*** Exercise materials ***

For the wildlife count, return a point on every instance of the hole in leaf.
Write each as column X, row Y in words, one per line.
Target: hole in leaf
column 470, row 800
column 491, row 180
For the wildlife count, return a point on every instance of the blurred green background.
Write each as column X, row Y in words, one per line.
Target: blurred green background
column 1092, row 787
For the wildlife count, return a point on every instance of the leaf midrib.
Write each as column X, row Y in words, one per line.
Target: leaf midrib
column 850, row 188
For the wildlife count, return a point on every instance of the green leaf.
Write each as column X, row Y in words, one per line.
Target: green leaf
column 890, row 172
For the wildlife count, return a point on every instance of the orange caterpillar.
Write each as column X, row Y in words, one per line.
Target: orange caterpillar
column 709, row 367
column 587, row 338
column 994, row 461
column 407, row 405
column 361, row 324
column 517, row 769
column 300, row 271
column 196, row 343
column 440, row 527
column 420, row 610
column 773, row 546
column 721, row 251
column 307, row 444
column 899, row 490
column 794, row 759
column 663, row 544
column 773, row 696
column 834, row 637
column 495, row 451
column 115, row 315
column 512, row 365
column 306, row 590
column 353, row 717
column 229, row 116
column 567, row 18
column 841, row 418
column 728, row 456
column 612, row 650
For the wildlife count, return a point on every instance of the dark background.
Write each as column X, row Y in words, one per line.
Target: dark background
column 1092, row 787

***

Every entry above needs to be copied exactly.

### Solution to this task
For the wildlife count, return a point on every instance of the hole in leaf.
Write each as column X, row Y in words, one per line.
Target: hole in leaf
column 470, row 800
column 491, row 180
For the wildlife count, return a point on every instance of the blurred green background.
Write each as column X, row Y in words, one per line.
Target: blurred green background
column 1092, row 787
For the wildlife count, return a point on every instance of the leaf midrib.
Write each as column X, row Y in words, one per line.
Target: leaf midrib
column 850, row 188
For the wildlife count, return a point on every instance of the green leaf.
Write each as column X, row Y in words, one per line.
Target: green leaf
column 890, row 172
For the wildlife count, return a point on every instance of the orange caterpillar.
Write each as column X, row Y in words, one per line.
Target: orange caterpillar
column 709, row 367
column 587, row 338
column 994, row 461
column 407, row 405
column 361, row 324
column 517, row 769
column 300, row 271
column 196, row 343
column 440, row 527
column 420, row 610
column 773, row 546
column 721, row 251
column 307, row 444
column 899, row 490
column 794, row 759
column 663, row 544
column 773, row 696
column 834, row 637
column 495, row 451
column 115, row 315
column 512, row 365
column 306, row 590
column 353, row 717
column 229, row 116
column 567, row 18
column 841, row 418
column 728, row 456
column 612, row 650
For the wildlife count, return a point on every instance of the dark background.
Write each as column X, row Y in words, one per line.
Target: dark background
column 1092, row 787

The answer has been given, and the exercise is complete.